Document section ::
———
"Never doubt that a small group of thoughtful, committed citizens can change the world. Indeed, it is the only thing that ever has."

Margaret Mead
Case report

Phenibut Addiction in a Patient with Substance Use Disorder


Phenibut, a γ-aminobutyric acid (GABA) analog, is a synthetic, nootropic GABAB receptor agonist used to treat anxiety, insomnia, alcohol withdrawal, and other conditions. The drug is licensed and widely used in Russia however, phenibut can be purchased through online vendors in other countries. The current literature on the effects of phenibut intoxication and withdrawal in humans is limited. In this case report, a 23-year-old male with a history of heavy phenibut and alcohol use presented to the emergency department with suicidal thoughts, somatic complaints, and seeking help with detoxification. His history and physical revealed symptoms indicative of alcohol withdrawal, but the extended period of his symptoms suggested an additive effect of his phenibut use. This unique case report illustrates how concurrent and heavy use of phenibut with alcohol may contribute to an extended and exacerbated withdrawal syndrome.


Nootropic drugs that can enhance cognitive function are becoming increasingly popular and available for purchase on the Internet. Phenibut, 4-amino-3-phenyl-butyric acid, is an analog of the γ-aminobutyric acid (GABA) neurotransmitter with an additional phenyl group that enhances diffusion across the blood-brain-barrier [1]. It was synthesized in the 1960s in Russia where it is licensed for use in anxiety, depression, attention deficit disorder, post-traumatic stress disorder, and other health issues. Marketed forms are currently synthesized as HCl, chloride (Baclofen), and citrate (Citocard) derivatives. Although the drug is not licensed in the United States, it is available through online vendors often marketed as a dietary supplement and cognitive enhancer [2]. However, research on the prevalence and effects of phenibut use is currently limited.

Phenibut taken at low doses (<20 mg/kg) is associated with nootropic effects and has no impairment in motor function. In contrast, high doses (>50 mg/kg) have tranquilizing effects and suppress motor activity, pain response, and induce altered electroencephalogram activity. Taken chronically, high doses promoted tolerance to the sedative effects over time. Chronic use has also been associated with psychosis and physical dependence [3, 2, 4].
———
Information given ::
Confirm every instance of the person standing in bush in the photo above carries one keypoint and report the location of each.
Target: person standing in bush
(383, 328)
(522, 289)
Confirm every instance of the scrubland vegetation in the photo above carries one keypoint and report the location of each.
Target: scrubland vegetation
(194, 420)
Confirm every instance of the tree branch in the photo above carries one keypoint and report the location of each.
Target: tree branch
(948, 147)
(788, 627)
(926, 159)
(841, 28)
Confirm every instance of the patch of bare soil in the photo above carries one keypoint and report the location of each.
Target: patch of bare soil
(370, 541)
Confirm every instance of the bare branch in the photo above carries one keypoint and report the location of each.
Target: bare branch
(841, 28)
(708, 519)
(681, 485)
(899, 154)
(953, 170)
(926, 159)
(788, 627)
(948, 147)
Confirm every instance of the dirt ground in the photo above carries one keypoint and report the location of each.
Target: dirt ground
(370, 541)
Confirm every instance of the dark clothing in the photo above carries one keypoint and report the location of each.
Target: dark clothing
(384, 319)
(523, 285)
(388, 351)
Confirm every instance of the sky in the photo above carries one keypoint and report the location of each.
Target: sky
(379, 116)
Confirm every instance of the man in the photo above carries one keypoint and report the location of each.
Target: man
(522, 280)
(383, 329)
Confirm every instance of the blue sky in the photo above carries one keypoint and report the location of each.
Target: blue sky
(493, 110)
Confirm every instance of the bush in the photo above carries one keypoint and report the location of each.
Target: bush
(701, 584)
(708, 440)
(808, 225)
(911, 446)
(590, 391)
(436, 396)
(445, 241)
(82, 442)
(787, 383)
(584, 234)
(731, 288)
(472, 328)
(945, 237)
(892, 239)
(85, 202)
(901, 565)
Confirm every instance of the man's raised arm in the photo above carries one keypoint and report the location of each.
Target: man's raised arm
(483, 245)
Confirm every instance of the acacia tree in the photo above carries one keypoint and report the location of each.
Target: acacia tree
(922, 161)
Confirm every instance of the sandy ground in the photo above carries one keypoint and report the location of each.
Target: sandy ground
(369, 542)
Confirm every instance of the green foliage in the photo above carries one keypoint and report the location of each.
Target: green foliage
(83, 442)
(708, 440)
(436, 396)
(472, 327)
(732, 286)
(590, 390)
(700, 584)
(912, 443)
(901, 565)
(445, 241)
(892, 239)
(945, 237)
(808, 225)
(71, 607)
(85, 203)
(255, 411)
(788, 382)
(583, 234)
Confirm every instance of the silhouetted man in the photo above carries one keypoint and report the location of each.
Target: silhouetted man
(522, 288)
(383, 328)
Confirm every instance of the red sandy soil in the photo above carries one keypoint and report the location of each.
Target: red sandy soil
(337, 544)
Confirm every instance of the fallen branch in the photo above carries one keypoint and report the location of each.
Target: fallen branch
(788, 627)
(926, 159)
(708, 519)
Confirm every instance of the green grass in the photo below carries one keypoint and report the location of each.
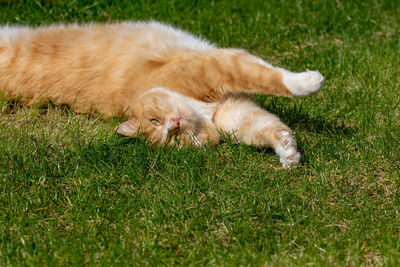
———
Task A ::
Answer these about the phenibut case report:
(i) In what decade and in what country was phenibut first synthesized?
(ii) How old was the patient who came to the emergency department?
(iii) Above what dose do tranquilizing effects appear?
Task B :: Keep writing the phenibut case report, starting after its last sentence.
The rows are separate material and have no connection to the phenibut case report.

Reply A ::
(i) The 1960s, in Russia.
(ii) 23 years old.
(iii) Above 50 mg/kg.

Reply B ::
The combination of phenibut with other pharmacological agents including antiparkinsonian agents, serotonin, and propranolol has been shown to have cooperative effects on the physiological outcome [5-7]. Thus, phenibut may have overlapping mechanisms of action with many pharmacological agents. Studies have suggested that phenibut may also have a protective role against alcohol-induced behavioral changes in animals and sleep disturbances in humans [8, 9]. Among its licensed uses in Russia, phenibut is used in the management of alcohol withdrawal [1]. However, we know little regarding how long-term phenibut use interacts with the effects of alcohol and regulates alcoholic behavior.

Alcohol use results in impaired central nervous system activity including poor motor coordination and behavioral changes due to altered synthesis, release, and signaling of neurotransmitters including serotonin, glutamate, GABA, and endocannabinoids as well as their corresponding receptors. Furthermore, the symptoms of phenibut withdrawal are similar to those of alcohol withdrawal, which include anxiety, agitation, depression, cognitive deficits, insomnia, hallucinations, and tremors [4, 10-13]. It is unknown whether the use and withdrawal symptoms associated with long-term phenibut use enhance those symptoms associated with concurrent alcohol use.

Here we present a case study of a heavy and long-term phenibut user who presented with increased withdrawal symptoms not typical of those observed in alcohol use.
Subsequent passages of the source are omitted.